TASKS TO CARRY OUT:
(a) According to the forum thread on migrant job-readiness courses, roughly how much does the OQP program charge?
(b) Reproduce the passage of the forum thread on migrant job-readiness courses from "The OQP (Overseas" to "through these courses?".

# SkillMax (Sydney) & OQP (Melbourne)



## F1-CUF (Apr 14, 2011)

Hi everyone,

Just read about these workforce introductory courses for new migrants. 
The OQP (Overseas Qualified Professional) for Melbourne, Victoria migrants charges around 110-120 AUD. 

Web link: NMIT - Overseas Qualified Professionals Program - OQP Victoria

Another fee free: http://www.ames.net.au/for-job-seekers

The SkillMax is offered by the NSW government so I assume this is free for the new migrants.

Web link: Skillmax Course | NSW AMES

Anyone here been through these courses?


----------



## F1-CUF (Apr 14, 2011)

Another link: 

Get Connected, Get a Job - Live in Victoria

This is the Victoria Government website and has similar information for making yourself job ready; good for people facing problems finding jobs.


----------



## Abhijeet (Feb 1, 2011)

DATASET:
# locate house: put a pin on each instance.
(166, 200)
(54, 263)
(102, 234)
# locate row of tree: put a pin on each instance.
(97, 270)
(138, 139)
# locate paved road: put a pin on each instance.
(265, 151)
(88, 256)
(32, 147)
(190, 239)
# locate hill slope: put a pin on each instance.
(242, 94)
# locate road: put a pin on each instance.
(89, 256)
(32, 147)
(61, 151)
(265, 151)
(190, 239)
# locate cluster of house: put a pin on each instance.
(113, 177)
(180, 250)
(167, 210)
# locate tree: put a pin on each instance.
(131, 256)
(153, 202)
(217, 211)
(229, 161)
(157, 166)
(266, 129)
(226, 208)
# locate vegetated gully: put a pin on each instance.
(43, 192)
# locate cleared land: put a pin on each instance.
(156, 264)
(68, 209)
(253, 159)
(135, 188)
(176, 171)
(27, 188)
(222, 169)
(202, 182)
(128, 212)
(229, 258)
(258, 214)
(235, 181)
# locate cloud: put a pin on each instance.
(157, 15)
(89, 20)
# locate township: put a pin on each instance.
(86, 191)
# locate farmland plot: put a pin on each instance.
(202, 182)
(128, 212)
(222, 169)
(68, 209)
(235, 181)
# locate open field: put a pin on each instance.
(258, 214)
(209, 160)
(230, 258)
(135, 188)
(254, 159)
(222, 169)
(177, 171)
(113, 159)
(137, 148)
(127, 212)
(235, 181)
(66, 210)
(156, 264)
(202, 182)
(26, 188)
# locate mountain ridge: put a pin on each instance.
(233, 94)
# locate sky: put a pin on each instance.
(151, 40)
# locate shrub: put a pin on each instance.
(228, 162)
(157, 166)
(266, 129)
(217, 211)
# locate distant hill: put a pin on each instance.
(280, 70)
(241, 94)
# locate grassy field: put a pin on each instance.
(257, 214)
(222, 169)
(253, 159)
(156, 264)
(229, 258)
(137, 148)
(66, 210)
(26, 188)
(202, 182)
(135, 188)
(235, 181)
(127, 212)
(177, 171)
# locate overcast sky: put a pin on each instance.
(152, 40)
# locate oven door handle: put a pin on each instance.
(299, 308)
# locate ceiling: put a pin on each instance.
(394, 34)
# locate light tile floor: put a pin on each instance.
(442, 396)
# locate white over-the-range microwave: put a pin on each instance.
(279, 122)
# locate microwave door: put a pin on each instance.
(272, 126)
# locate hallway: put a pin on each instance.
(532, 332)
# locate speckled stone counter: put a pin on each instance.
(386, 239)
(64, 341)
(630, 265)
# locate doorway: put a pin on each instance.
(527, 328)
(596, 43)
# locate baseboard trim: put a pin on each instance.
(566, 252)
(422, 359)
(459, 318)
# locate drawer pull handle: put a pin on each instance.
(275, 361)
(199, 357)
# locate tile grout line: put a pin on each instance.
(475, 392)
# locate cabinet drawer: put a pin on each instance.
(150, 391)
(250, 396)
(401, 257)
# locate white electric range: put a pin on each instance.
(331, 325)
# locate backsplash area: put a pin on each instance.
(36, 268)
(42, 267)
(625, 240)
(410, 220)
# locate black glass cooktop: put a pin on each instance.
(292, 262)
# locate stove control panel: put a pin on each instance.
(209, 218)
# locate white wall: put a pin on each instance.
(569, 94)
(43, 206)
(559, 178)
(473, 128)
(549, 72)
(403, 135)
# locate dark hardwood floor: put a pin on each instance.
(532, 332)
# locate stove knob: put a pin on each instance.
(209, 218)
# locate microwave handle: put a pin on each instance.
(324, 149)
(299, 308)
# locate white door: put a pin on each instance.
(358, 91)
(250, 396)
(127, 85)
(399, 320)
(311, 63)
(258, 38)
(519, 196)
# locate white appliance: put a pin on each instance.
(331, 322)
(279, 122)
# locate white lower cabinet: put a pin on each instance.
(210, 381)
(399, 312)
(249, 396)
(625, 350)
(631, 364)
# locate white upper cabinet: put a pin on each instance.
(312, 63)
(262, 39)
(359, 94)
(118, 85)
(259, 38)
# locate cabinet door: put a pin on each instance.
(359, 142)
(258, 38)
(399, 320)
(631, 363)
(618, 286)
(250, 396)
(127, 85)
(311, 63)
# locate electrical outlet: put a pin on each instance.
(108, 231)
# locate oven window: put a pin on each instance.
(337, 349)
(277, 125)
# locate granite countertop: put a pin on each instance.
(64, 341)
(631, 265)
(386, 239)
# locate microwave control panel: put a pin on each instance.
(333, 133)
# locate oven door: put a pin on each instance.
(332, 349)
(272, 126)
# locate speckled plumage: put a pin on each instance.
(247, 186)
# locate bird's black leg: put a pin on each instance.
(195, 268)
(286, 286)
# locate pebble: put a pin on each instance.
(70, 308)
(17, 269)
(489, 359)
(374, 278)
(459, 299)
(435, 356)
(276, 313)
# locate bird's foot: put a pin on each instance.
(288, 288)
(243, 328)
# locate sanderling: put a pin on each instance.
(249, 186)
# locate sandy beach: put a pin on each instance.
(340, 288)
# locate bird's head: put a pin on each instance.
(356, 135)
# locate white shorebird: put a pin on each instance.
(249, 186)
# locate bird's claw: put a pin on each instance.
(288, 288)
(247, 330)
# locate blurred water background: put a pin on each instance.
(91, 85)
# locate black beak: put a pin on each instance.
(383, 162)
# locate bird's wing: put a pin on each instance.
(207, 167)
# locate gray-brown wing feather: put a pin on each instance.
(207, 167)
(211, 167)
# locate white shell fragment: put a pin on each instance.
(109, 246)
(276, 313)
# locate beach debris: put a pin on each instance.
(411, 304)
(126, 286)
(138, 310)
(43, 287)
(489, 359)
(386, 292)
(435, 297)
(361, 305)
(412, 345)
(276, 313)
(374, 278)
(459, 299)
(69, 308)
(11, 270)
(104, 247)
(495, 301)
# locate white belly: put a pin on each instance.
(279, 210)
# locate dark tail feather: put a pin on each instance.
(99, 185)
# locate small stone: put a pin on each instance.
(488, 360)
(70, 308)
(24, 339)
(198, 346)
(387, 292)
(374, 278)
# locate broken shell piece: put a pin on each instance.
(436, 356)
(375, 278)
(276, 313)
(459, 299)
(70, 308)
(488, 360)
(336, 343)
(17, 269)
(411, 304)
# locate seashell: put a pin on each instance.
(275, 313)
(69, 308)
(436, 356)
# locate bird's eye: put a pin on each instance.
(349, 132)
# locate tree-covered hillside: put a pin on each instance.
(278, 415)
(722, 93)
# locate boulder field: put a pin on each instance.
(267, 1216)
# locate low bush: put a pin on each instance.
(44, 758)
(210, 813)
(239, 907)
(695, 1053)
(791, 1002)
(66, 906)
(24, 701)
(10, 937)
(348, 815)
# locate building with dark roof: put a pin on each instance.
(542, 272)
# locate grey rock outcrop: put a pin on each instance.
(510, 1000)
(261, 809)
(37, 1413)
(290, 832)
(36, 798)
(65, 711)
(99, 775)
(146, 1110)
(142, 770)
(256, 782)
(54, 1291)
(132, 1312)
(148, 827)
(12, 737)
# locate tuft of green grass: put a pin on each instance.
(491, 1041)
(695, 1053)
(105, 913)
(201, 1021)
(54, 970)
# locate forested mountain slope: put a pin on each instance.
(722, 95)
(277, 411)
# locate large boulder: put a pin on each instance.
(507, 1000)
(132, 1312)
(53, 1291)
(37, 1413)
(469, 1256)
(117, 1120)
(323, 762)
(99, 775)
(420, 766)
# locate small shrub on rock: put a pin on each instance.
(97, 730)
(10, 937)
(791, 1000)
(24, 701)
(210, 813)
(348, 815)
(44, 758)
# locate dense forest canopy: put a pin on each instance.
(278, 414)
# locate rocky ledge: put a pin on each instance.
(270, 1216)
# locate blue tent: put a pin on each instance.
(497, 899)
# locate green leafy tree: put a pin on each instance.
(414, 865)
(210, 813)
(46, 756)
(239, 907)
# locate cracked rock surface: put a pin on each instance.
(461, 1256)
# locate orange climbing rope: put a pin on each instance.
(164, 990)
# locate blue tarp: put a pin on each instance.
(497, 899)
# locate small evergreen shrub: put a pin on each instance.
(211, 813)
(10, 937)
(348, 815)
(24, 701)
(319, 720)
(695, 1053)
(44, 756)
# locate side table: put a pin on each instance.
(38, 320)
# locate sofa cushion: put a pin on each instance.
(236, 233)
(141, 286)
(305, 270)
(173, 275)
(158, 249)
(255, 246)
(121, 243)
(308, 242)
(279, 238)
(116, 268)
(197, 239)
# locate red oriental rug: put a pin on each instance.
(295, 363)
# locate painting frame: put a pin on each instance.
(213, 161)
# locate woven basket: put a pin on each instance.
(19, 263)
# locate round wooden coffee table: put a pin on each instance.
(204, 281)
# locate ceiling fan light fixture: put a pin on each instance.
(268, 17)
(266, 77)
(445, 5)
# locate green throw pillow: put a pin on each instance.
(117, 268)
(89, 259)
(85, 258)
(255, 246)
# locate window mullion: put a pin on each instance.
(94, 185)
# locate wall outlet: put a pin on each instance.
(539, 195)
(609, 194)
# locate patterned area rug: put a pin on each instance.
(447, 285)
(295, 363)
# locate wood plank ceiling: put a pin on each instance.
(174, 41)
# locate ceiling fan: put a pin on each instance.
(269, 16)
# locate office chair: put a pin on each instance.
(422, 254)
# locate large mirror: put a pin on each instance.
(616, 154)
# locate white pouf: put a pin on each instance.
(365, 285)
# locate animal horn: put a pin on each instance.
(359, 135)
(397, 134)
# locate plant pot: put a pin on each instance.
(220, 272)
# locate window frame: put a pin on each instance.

ANSWERS BELOW:
(a) Around 110-120 AUD.

(b)
The OQP (Overseas Qualified Professional) for Melbourne, Victoria migrants charges around 110-120 AUD. 

Web link: NMIT - Overseas Qualified Professionals Program - OQP Victoria

Another fee free: http://www.ames.net.au/for-job-seekers

The SkillMax is offered by the NSW government so I assume this is free for the new migrants.

Web link: Skillmax Course | NSW AMES

Anyone here been through these courses?